> **提供テキスト**
......
2020年のSUPER GTは、第6戦終了時点でシリーズランキング上位5チームがわずか2点差という大接戦が繰り広げられています。その中で今年2勝を挙げ、シリーズランキング4位につけている#17 KEIHIN NSX-GTの金石勝智監督、そして塚越広大選手に、終盤2戦に向けての意気込みを伺いました。
――今年#17 KEIHIN NSX-GTは第2戦富士と第4戦ツインリンクもてぎで優勝し、第6戦終了時点でシリーズランキング4位につけています(3~5位の3台は同点の45ポイントで横並び)。ここまでを振り返り、好調の理由をお聞かせください。
金石勝智監督:うちのクルマは去年からスピードはあり、2戦連続ポールポジションを取ったりはしていましたが、戦略的にあと一歩届かないということがありました。奇をてらったわけではないのに結果的にそういう展開になってしまったこともあります。そこで今年は王道の戦い方で勝てるようにならなければと、自分でも意識してレースウイークを組み立てています。これは戦略面に限った話ではありませんが、例えば自分が思い描く理想的なパターンに戦略を持っていける形にしているつもりです。
――王道というのは、自分たちの持っている速さを生かす、という意味でしょうか?
金石監督:はい。クルマに速さもあり、塚越選手にベルトラン・バゲット選手というドライバーのコンビネーションも2年目になってより強化されています。ふたりともレースに強いドライバーですから、変に戦略をひねることなく、スタートはバゲット選手に任せ、バゲット選手からいい状態でマシンを引き継いだら塚越選手が最後まできっちり走る。これが今年優勝している要因だと思います。監督としてはこのパターンに持っていけるようにチームを引っ張っています。
――結果だけみるとリタイア、優勝、8位、優勝、10位、10位。ウェイトハンデもあって浮き沈みが激しくも見えます。
金石監督:結果だけを見ると波があって“出入りの激しい”レースをしているように見えますが、トラブルでリタイアした第1戦は別にして、早い段階で2回も優勝したおかげでうちは真っ先に燃料リストリクターを3段階絞られてしまいました。さすがにストレートの遅さは如何ともしがたいものがありましたね。第5戦、第6戦は少しでもポイントを稼ごうと作戦を立て、うまくいきかけた部分もあったのですが、ライバルも似たような状況での接戦ですから、ほんの小さなことでドカドカと順位が落ちてしまう。そういう意味ではコンペティションは非常に厳しいし、出入りが激しく見える部分もあると思います。
......
[ポイントラベリング用データセットの抜粋]
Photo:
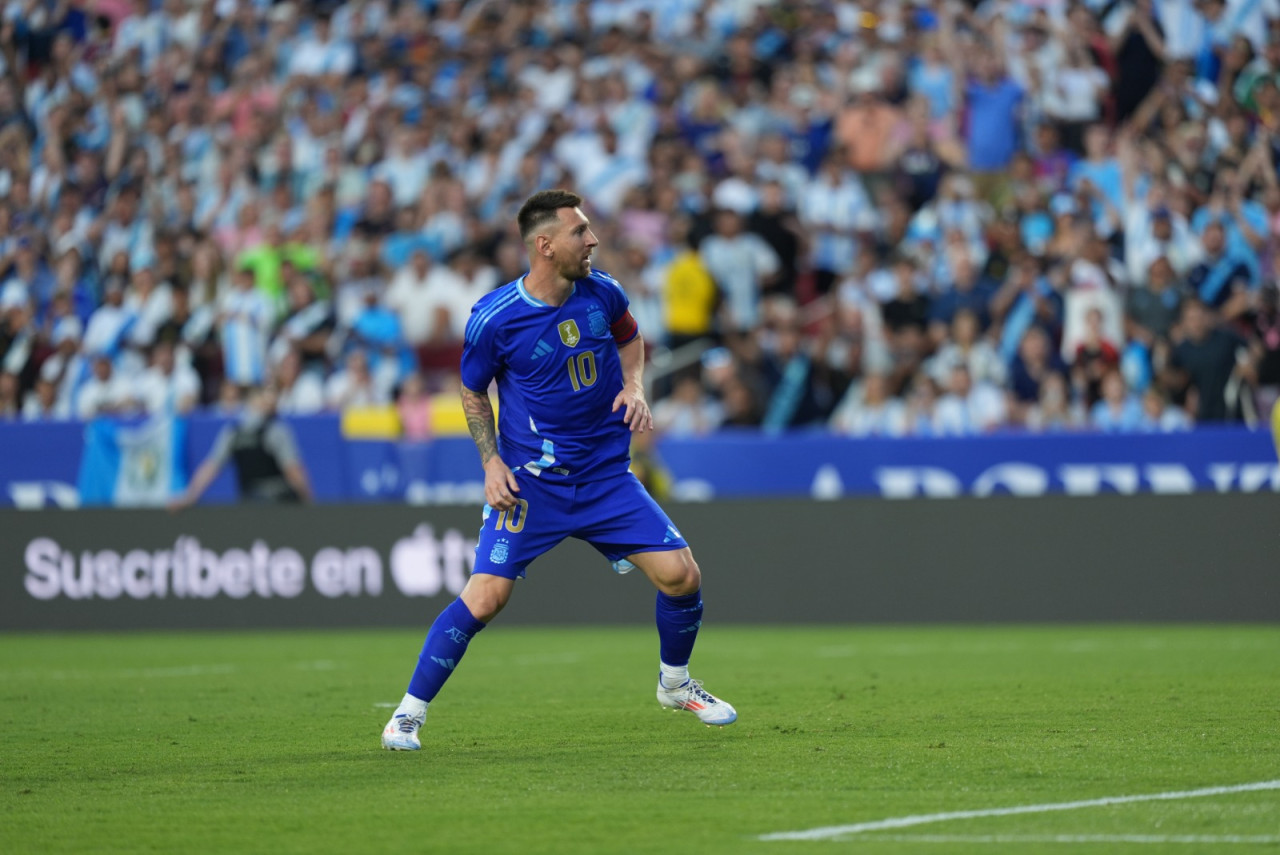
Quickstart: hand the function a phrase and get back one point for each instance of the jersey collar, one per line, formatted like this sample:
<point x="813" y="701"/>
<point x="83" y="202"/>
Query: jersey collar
<point x="533" y="301"/>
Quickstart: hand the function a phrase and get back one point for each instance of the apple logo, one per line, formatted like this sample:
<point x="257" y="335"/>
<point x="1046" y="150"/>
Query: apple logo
<point x="416" y="563"/>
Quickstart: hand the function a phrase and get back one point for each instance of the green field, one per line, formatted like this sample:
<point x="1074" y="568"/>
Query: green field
<point x="551" y="741"/>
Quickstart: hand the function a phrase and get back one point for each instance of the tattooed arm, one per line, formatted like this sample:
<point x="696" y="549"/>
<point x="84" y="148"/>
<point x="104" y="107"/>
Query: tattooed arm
<point x="499" y="483"/>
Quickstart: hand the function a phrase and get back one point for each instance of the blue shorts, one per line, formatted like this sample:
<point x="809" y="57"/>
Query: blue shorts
<point x="617" y="516"/>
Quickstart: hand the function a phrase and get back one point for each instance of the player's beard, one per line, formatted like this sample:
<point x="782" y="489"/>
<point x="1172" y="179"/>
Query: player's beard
<point x="577" y="269"/>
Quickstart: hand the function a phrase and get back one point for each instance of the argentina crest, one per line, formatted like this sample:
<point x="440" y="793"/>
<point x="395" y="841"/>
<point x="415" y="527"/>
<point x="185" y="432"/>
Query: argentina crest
<point x="568" y="332"/>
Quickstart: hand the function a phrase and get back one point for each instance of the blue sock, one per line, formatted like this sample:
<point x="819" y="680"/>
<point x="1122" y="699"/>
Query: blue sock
<point x="679" y="620"/>
<point x="446" y="643"/>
......
> **指示**
[A] SUPER GTのインタビュー記事で「金石監督:はい。クルマに速さもあり」で始まる段落を、主な事実を残して箇条書きにまとめてもらえますか?
[B] SUPER GTのインタビュー記事のうち、「金石勝智監督:うちのクルマは」から始まり「浮き沈みが激しくも見えます。」まで続く部分を、そのまま書き写してもらえますか?

> **解答**
[A]
- クルマに速さがある。
- 塚越選手とベルトラン・バゲット選手のコンビネーションは2年目になり、より強化されている。
- ふたりともレースに強いドライバーなので、戦略をひねらず、スタートはバゲット選手に任せる。バゲット選手からいい状態でマシンを引き継いだ塚越選手が最後まできっちり走る。
- これが今年優勝している要因だと金石監督は考えている。
- 監督としては、このパターンに持っていけるようにチームを引っ張っている。

[B]
金石勝智監督:うちのクルマは去年からスピードはあり、2戦連続ポールポジションを取ったりはしていましたが、戦略的にあと一歩届かないということがありました。奇をてらったわけではないのに結果的にそういう展開になってしまったこともあります。そこで今年は王道の戦い方で勝てるようにならなければと、自分でも意識してレースウイークを組み立てています。これは戦略面に限った話ではありませんが、例えば自分が思い描く理想的なパターンに戦略を持っていける形にしているつもりです。
――王道というのは、自分たちの持っている速さを生かす、という意味でしょうか?
金石監督:はい。クルマに速さもあり、塚越選手にベルトラン・バゲット選手というドライバーのコンビネーションも2年目になってより強化されています。ふたりともレースに強いドライバーですから、変に戦略をひねることなく、スタートはバゲット選手に任せ、バゲット選手からいい状態でマシンを引き継いだら塚越選手が最後まできっちり走る。これが今年優勝している要因だと思います。監督としてはこのパターンに持っていけるようにチームを引っ張っています。
――結果だけみるとリタイア、優勝、8位、優勝、10位、10位。ウェイトハンデもあって浮き沈みが激しくも見えます。